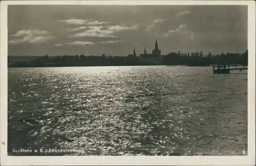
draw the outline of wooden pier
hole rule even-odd
[[[214,74],[229,74],[230,70],[240,70],[242,71],[243,70],[248,70],[248,67],[239,65],[218,64],[213,65],[212,69]]]

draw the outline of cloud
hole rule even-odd
[[[135,30],[137,28],[138,24],[132,26],[125,26],[123,25],[108,25],[103,26],[101,25],[89,26],[88,29],[83,32],[77,33],[70,37],[115,37],[115,34],[117,32]]]
[[[162,22],[163,20],[163,19],[159,19],[154,20],[153,22],[151,24],[146,27],[146,31],[148,32],[154,29],[156,24]]]
[[[81,41],[76,41],[73,42],[67,43],[67,44],[73,45],[92,45],[94,43],[91,42],[84,42]]]
[[[66,20],[60,20],[58,21],[63,22],[68,24],[74,25],[95,25],[110,23],[111,22],[102,21],[99,22],[98,20],[94,19],[81,19],[76,18],[71,18]]]
[[[19,31],[14,35],[11,35],[10,37],[12,39],[9,41],[9,43],[16,44],[24,42],[42,43],[52,38],[53,36],[45,31],[27,30]]]
[[[110,41],[101,41],[101,42],[98,42],[98,43],[106,44],[106,43],[116,43],[129,42],[130,42],[130,41],[127,41],[127,40],[110,40]]]
[[[179,25],[179,27],[174,30],[169,30],[167,33],[163,35],[163,37],[168,37],[170,35],[171,33],[180,31],[181,30],[184,29],[186,26],[186,25],[185,24],[181,24]]]
[[[191,12],[189,11],[184,11],[184,12],[179,12],[179,13],[177,13],[176,15],[175,15],[175,17],[179,17],[179,16],[181,16],[184,14],[190,14],[191,13]]]

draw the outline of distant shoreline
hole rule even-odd
[[[79,65],[68,65],[68,66],[11,66],[8,67],[8,68],[41,68],[41,67],[107,67],[107,66],[165,66],[166,67],[210,67],[211,65],[203,65],[203,66],[190,66],[190,65],[144,65],[144,64],[138,64],[134,65],[89,65],[89,66],[79,66]]]

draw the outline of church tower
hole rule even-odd
[[[147,54],[146,51],[146,46],[145,46],[145,48],[144,48],[144,54],[145,55]]]
[[[158,48],[158,44],[157,40],[156,39],[156,43],[155,44],[155,48],[152,50],[152,54],[154,57],[158,57],[161,56],[161,50]]]

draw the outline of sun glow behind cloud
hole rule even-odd
[[[11,35],[10,38],[9,43],[11,44],[23,42],[33,44],[46,42],[53,38],[53,36],[46,31],[23,30],[17,32],[14,35]]]

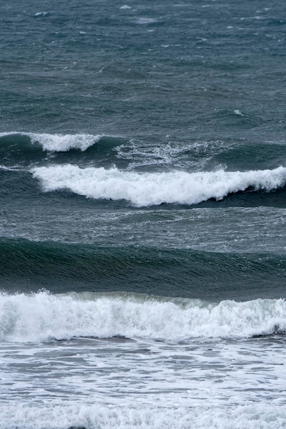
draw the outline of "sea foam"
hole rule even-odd
[[[27,136],[32,144],[38,143],[46,151],[65,152],[71,149],[85,151],[93,146],[102,137],[102,135],[92,134],[50,134],[11,132],[0,133],[0,138],[8,136]]]
[[[248,338],[285,330],[283,299],[210,304],[126,294],[0,295],[2,341],[116,336],[178,341]]]
[[[286,168],[248,171],[135,173],[117,168],[81,169],[71,164],[33,169],[45,191],[69,189],[95,199],[126,199],[137,206],[195,204],[249,188],[273,191],[286,183]]]
[[[0,429],[282,429],[286,406],[257,403],[225,410],[219,407],[147,407],[134,401],[132,406],[112,404],[54,403],[0,406]]]

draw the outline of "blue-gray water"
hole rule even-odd
[[[286,425],[282,0],[0,5],[0,428]]]

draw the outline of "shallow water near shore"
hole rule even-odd
[[[284,3],[0,12],[0,429],[285,427]]]

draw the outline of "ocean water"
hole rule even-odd
[[[0,429],[286,427],[282,0],[0,5]]]

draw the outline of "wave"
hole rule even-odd
[[[286,257],[138,246],[0,240],[2,290],[45,287],[216,300],[285,295]]]
[[[16,147],[30,143],[40,145],[45,151],[62,152],[71,149],[85,151],[93,146],[103,136],[92,134],[51,134],[25,132],[0,133],[0,145],[7,147]],[[18,148],[19,149],[19,148]]]
[[[171,398],[168,398],[171,402]],[[189,400],[191,401],[191,400]],[[265,402],[251,406],[180,406],[178,404],[115,405],[81,404],[69,401],[58,404],[5,404],[0,405],[0,429],[282,429],[286,424],[286,406]]]
[[[132,406],[109,402],[85,404],[69,401],[59,404],[50,400],[40,405],[5,404],[0,405],[0,429],[282,429],[286,424],[285,405],[266,405],[263,402],[227,409],[178,404],[139,406],[136,401]]]
[[[178,341],[285,331],[284,299],[213,304],[143,294],[0,295],[0,338],[9,341],[118,336]]]
[[[125,199],[136,206],[196,204],[246,190],[274,191],[286,184],[286,168],[283,167],[248,171],[139,173],[65,164],[36,167],[31,172],[47,192],[68,189],[94,199]]]

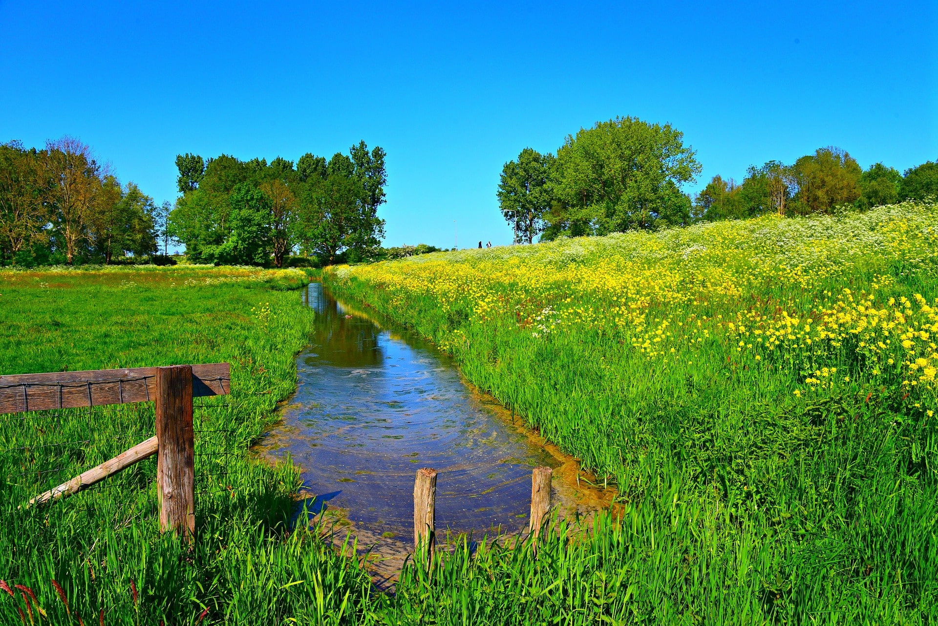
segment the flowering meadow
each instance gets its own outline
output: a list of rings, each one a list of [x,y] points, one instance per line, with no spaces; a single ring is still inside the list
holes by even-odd
[[[935,618],[938,206],[439,252],[325,280],[434,340],[617,490],[623,517],[603,532],[643,555],[623,589],[654,596],[648,615]]]

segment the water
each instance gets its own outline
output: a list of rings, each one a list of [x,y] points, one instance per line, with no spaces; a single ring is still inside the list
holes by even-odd
[[[438,533],[525,527],[536,466],[558,468],[555,499],[571,500],[563,470],[572,460],[513,424],[450,358],[321,283],[310,284],[307,301],[316,321],[296,359],[298,390],[264,448],[299,465],[315,510],[325,503],[358,532],[410,542],[419,467],[439,472]]]

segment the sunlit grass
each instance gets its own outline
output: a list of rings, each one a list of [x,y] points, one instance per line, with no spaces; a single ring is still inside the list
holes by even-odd
[[[589,588],[584,606],[625,622],[933,619],[936,218],[909,203],[327,273],[452,352],[627,508],[547,550],[554,579],[514,553],[459,561],[480,577],[433,588],[462,594],[434,615],[534,607],[533,576],[557,585],[544,602]],[[578,573],[558,582],[567,558]]]

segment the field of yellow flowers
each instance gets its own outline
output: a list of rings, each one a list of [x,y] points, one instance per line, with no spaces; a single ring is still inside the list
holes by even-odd
[[[451,352],[629,510],[668,525],[702,507],[737,558],[764,551],[721,574],[761,580],[761,606],[915,622],[938,600],[938,206],[441,252],[325,280]]]

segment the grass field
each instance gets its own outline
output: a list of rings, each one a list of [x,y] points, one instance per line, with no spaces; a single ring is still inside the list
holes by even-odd
[[[155,458],[53,506],[20,509],[151,436],[152,405],[0,416],[0,578],[12,591],[0,590],[0,623],[193,624],[205,608],[204,624],[342,623],[367,606],[370,583],[354,561],[313,533],[287,532],[295,469],[247,454],[295,387],[311,313],[290,289],[306,282],[297,271],[238,268],[0,273],[3,374],[229,361],[233,389],[196,411],[205,432],[191,552],[158,533]]]
[[[902,205],[326,273],[618,490],[618,520],[561,525],[537,557],[449,546],[394,595],[293,528],[295,468],[248,451],[295,385],[304,275],[0,273],[3,374],[233,366],[232,395],[197,410],[191,551],[157,532],[153,459],[20,508],[151,435],[152,407],[0,417],[0,622],[934,623],[936,218]]]
[[[618,527],[544,557],[553,579],[517,551],[454,557],[437,588],[451,602],[427,615],[933,623],[936,223],[938,206],[904,204],[327,273],[451,351],[624,505]],[[401,595],[429,588],[413,576]]]

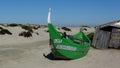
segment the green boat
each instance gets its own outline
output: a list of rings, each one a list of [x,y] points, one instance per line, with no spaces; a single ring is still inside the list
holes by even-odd
[[[49,9],[48,29],[53,56],[60,59],[78,59],[85,56],[90,48],[89,38],[82,30],[73,36],[66,35],[65,33],[61,34],[52,25],[50,14],[51,12]]]

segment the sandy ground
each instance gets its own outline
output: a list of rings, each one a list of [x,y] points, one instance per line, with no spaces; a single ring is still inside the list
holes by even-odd
[[[90,48],[87,56],[76,60],[54,60],[50,57],[45,57],[51,51],[48,40],[49,35],[44,30],[46,29],[38,30],[39,36],[34,35],[33,38],[28,39],[0,35],[0,38],[2,38],[2,40],[0,39],[0,68],[120,67],[120,51],[115,49],[99,50]]]

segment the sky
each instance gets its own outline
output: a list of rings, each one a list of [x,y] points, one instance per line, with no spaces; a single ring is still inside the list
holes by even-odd
[[[0,23],[97,26],[120,20],[120,0],[0,0]]]

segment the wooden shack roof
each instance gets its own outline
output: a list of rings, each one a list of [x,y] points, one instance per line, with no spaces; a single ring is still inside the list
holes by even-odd
[[[119,24],[117,24],[117,23],[119,23]],[[99,25],[99,26],[96,26],[96,27],[97,28],[104,28],[104,27],[108,27],[108,26],[120,28],[120,20],[113,21],[113,22],[108,22],[106,24],[102,24],[102,25]]]

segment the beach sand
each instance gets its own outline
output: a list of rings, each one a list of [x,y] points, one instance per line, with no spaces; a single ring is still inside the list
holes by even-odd
[[[119,68],[120,51],[90,48],[88,54],[76,60],[54,60],[47,28],[37,30],[39,35],[19,37],[20,27],[8,28],[13,35],[0,35],[0,68]],[[74,34],[78,28],[72,28]],[[70,32],[68,32],[70,33]]]

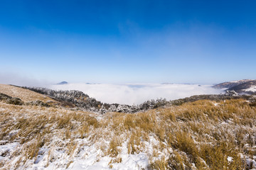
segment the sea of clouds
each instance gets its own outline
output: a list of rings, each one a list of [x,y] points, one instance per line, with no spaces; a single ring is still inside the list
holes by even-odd
[[[147,100],[174,100],[193,95],[218,94],[223,91],[212,85],[198,84],[68,84],[52,85],[55,90],[78,90],[103,103],[138,105]]]

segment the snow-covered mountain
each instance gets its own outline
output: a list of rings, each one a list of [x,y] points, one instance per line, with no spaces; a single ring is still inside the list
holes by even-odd
[[[238,94],[256,94],[256,80],[242,79],[224,82],[213,86],[215,89],[227,89]]]

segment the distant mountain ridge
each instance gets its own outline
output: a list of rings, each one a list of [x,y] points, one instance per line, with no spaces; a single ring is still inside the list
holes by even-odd
[[[60,83],[58,83],[58,84],[56,84],[57,85],[63,85],[63,84],[68,84],[67,81],[61,81],[61,82],[60,82]]]
[[[227,89],[225,91],[235,91],[238,94],[256,94],[256,80],[242,79],[224,82],[214,85],[214,89]]]

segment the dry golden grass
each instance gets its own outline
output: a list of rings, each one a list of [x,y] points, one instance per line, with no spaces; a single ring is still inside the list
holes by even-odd
[[[0,108],[0,140],[23,144],[20,154],[27,159],[34,159],[43,146],[52,145],[65,147],[72,157],[81,147],[76,140],[83,138],[99,143],[99,149],[111,157],[110,167],[122,162],[119,147],[124,142],[129,154],[144,152],[152,158],[151,169],[245,169],[245,158],[240,155],[256,155],[256,108],[240,99],[220,101],[217,106],[211,101],[198,101],[144,113],[101,116],[1,102]],[[63,142],[53,143],[54,137]],[[152,137],[158,143],[152,145]],[[63,146],[63,141],[68,144]],[[152,154],[147,150],[149,144],[154,146]]]
[[[23,88],[7,84],[0,84],[0,93],[7,94],[11,97],[19,98],[24,102],[41,101],[44,103],[49,101],[56,103],[58,103],[55,100],[45,95],[40,94]]]

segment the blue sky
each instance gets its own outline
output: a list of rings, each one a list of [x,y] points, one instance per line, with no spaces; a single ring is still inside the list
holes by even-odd
[[[0,73],[49,82],[254,79],[255,8],[252,0],[0,1]]]

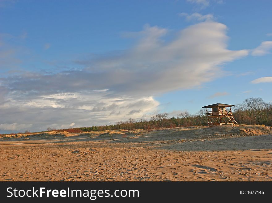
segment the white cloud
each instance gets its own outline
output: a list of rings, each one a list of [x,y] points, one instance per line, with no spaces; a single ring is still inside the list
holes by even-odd
[[[210,4],[209,0],[187,0],[187,1],[196,4],[200,6],[201,8],[205,8],[209,6]]]
[[[19,124],[14,123],[11,124],[2,123],[0,124],[0,130],[26,130],[32,126],[32,124]]]
[[[261,82],[272,82],[272,77],[267,77],[260,78],[251,81],[253,84],[257,84]]]
[[[251,53],[253,56],[263,56],[270,53],[270,50],[272,49],[272,41],[266,41],[254,49]]]
[[[246,94],[247,93],[249,93],[249,92],[251,92],[252,91],[251,90],[247,90],[246,91],[243,92],[242,93]]]
[[[46,50],[48,49],[51,47],[51,44],[49,43],[46,43],[44,45],[44,49]]]
[[[218,97],[222,96],[226,96],[227,95],[228,95],[229,94],[228,93],[226,92],[216,92],[213,94],[212,95],[211,95],[209,97],[209,98],[210,99],[213,99],[214,98],[217,97]]]
[[[206,20],[212,20],[214,19],[213,15],[210,14],[206,15],[202,15],[198,13],[194,13],[189,15],[186,13],[181,13],[178,14],[180,16],[185,16],[186,20],[188,21],[197,20],[201,21]]]
[[[178,31],[169,40],[167,29],[147,25],[133,33],[138,39],[134,47],[78,61],[85,66],[82,70],[0,78],[5,91],[0,111],[6,115],[0,123],[23,120],[38,131],[72,119],[77,126],[88,126],[149,119],[159,110],[155,96],[215,79],[223,65],[248,55],[248,50],[227,48],[227,30],[205,21]]]

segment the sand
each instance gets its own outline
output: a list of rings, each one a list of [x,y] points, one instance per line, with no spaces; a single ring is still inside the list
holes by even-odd
[[[0,137],[0,181],[272,181],[272,127]]]

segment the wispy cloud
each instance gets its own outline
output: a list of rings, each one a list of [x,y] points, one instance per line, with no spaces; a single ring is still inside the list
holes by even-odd
[[[2,123],[0,124],[0,130],[26,130],[28,128],[32,127],[32,124],[19,124],[17,123],[14,123],[11,124],[8,123]]]
[[[263,56],[270,52],[269,51],[272,49],[272,41],[266,41],[263,42],[261,45],[254,49],[251,53],[253,56]]]
[[[196,4],[201,9],[206,8],[210,4],[209,0],[187,0],[187,1]]]
[[[222,4],[223,0],[187,0],[188,2],[194,4],[196,5],[196,8],[198,10],[203,9],[209,6],[211,2]]]
[[[209,99],[213,99],[214,98],[215,98],[215,97],[218,97],[223,96],[227,96],[227,95],[229,95],[229,94],[227,92],[216,92],[213,94],[212,95],[211,95],[208,98]]]
[[[79,61],[84,66],[80,70],[0,78],[0,111],[6,115],[0,123],[23,121],[33,124],[30,130],[40,130],[53,125],[61,128],[71,119],[84,126],[132,115],[149,119],[159,104],[155,96],[215,79],[222,64],[248,54],[248,50],[227,48],[227,30],[225,25],[205,21],[177,31],[169,40],[167,29],[146,25],[134,33],[134,47]]]
[[[46,43],[44,45],[44,49],[46,50],[48,49],[51,47],[51,44],[49,43]]]
[[[251,83],[253,84],[258,84],[262,82],[272,82],[272,77],[260,78],[251,81]]]
[[[186,20],[188,21],[196,20],[201,21],[212,20],[215,19],[214,16],[210,14],[202,15],[198,13],[194,13],[190,15],[186,13],[181,13],[178,14],[178,15],[180,16],[185,17]]]

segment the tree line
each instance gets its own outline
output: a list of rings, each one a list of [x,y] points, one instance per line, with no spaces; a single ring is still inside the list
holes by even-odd
[[[241,104],[233,108],[233,114],[240,124],[264,125],[272,126],[272,104],[264,101],[261,98],[251,98],[245,99]],[[167,113],[158,113],[152,116],[149,120],[141,119],[137,121],[130,118],[115,124],[100,126],[81,127],[57,130],[71,133],[135,129],[150,130],[161,128],[185,127],[207,125],[205,110],[202,109],[194,114],[187,111],[181,112],[176,117],[170,117]]]

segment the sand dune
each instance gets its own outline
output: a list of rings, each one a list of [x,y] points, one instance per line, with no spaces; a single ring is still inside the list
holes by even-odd
[[[271,134],[254,125],[4,136],[0,180],[272,181]]]

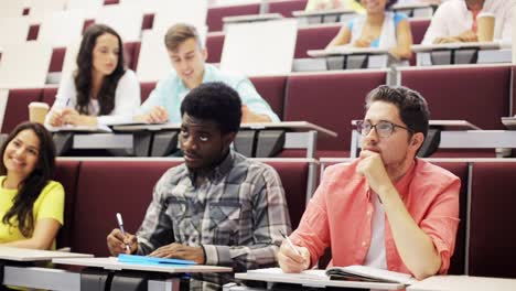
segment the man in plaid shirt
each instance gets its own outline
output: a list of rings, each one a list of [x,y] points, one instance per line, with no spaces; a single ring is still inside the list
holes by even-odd
[[[136,235],[108,235],[111,255],[187,259],[235,272],[277,265],[280,230],[291,230],[284,192],[273,168],[232,150],[240,106],[238,94],[222,83],[203,84],[185,97],[185,162],[158,181]],[[221,290],[232,279],[233,273],[193,274],[190,290]]]

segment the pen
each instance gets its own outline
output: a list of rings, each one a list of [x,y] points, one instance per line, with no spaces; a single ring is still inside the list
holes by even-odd
[[[287,244],[289,244],[290,248],[293,249],[298,256],[301,256],[301,252],[299,252],[299,249],[292,244],[292,240],[290,240],[290,238],[284,235],[282,230],[279,230],[279,233],[287,240]]]
[[[118,220],[118,226],[120,227],[120,230],[122,231],[123,238],[126,238],[126,230],[123,230],[123,222],[121,219],[121,214],[117,213],[117,220]],[[131,251],[131,248],[129,248],[129,244],[126,242],[126,249]]]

· · ·

=== TO DO ===
Count the lines in the entries above that contain the string "draw", matching case exactly. Give only the number.

=== RESULT BELOW ===
10